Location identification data
========================
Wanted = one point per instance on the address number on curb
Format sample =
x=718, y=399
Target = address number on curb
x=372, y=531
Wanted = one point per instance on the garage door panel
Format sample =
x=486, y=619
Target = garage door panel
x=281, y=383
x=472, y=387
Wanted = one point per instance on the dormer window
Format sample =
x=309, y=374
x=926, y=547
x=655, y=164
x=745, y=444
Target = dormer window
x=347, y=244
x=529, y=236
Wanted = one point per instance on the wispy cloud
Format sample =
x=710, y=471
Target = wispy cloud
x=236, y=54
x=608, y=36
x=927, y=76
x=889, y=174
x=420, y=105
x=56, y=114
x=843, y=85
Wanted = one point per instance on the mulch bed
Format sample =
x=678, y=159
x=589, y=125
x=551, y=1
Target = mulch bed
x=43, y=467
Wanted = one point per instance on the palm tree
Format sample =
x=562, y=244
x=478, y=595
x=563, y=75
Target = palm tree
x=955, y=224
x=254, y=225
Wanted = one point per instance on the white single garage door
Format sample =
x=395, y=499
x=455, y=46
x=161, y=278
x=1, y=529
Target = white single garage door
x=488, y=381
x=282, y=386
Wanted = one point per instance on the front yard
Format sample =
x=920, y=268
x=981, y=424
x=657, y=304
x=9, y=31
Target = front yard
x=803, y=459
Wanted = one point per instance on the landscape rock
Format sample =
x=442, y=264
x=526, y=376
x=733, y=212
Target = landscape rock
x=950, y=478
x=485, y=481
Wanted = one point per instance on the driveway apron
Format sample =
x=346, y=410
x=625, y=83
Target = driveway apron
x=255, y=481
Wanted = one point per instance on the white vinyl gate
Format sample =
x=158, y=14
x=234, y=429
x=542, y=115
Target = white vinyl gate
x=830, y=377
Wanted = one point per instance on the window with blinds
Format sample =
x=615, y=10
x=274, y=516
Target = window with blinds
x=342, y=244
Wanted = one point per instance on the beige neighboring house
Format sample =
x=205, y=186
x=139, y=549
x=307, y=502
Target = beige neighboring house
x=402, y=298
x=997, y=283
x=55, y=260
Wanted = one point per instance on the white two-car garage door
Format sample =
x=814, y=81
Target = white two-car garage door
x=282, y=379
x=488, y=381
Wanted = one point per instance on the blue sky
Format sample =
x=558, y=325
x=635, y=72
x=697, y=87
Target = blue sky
========================
Direction
Edit the data from its first line through the line containing "x=529, y=236", replacing "dormer window" with "attic window" and keeping everything else the same.

Result of this task
Wanted = one point per instance on the address number on curb
Format sample =
x=718, y=399
Target = address number on curb
x=372, y=531
Wanted = one point per instance on the garage door panel
Format sample =
x=486, y=619
Target = garage door panel
x=281, y=383
x=472, y=387
Wanted = one point per instance on the attic window
Format sample =
x=309, y=374
x=926, y=547
x=655, y=164
x=745, y=444
Target = attic window
x=347, y=244
x=529, y=236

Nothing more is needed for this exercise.